§ **EXCERPTED RECORDS**
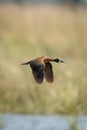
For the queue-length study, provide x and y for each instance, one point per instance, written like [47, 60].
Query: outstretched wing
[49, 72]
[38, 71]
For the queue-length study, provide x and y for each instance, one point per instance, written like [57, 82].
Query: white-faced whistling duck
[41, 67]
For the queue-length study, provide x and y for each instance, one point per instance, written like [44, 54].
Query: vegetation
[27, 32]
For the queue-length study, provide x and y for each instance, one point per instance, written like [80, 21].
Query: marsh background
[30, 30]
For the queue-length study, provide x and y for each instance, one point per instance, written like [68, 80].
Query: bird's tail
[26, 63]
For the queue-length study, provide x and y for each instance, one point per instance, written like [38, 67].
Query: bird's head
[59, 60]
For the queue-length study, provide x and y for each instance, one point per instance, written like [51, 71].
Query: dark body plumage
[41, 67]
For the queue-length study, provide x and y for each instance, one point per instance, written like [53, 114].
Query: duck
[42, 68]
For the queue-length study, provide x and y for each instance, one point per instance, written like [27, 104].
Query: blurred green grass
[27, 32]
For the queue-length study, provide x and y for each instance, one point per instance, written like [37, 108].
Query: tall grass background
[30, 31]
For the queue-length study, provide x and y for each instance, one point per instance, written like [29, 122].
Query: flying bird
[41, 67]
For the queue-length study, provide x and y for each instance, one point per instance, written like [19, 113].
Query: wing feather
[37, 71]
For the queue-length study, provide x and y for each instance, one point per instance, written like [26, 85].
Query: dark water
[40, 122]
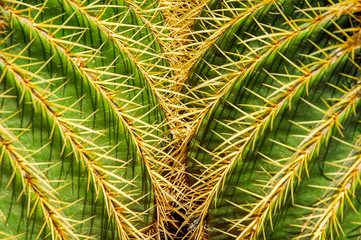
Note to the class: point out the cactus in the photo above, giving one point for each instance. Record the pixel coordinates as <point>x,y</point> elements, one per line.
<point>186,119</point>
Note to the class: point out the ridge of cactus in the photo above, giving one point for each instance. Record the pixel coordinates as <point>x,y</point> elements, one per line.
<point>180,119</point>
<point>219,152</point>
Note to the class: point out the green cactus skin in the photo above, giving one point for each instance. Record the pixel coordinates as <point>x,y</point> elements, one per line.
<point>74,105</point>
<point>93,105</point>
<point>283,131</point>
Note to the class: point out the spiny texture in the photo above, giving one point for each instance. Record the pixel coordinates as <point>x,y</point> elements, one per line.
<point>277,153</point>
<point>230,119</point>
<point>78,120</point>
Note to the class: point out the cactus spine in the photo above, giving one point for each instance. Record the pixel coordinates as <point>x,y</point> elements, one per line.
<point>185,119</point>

* * *

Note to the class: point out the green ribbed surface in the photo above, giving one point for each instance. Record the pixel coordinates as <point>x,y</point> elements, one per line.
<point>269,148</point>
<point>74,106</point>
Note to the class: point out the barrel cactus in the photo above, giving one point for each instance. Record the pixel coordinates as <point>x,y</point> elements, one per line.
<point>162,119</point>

...

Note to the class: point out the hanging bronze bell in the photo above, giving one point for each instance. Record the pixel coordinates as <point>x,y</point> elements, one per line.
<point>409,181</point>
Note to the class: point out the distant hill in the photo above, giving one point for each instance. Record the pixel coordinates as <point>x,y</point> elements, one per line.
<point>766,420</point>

§ **WORK TO DO**
Switch "wing feather" to "flight feather" in the lines from the one holding "like [19, 113]." through the one holding "<point>186,119</point>", both ends included, and give back only those lines with nothing else changed. Omit the pictures from your answer.

§ **EXERCISE ANSWER**
For the queue-length study, provide x and y for each instance, one point per instance, written like [19, 113].
Query: flight feather
[37, 71]
For the queue-length study, provide x and y for each instance, one point per instance, written like [26, 85].
Query: dark water
[40, 122]
Note to the class: point out the cactus in the photo above, giving one point for each instance. Record the pixel coordinates as <point>x,y</point> elements, one per line.
<point>186,119</point>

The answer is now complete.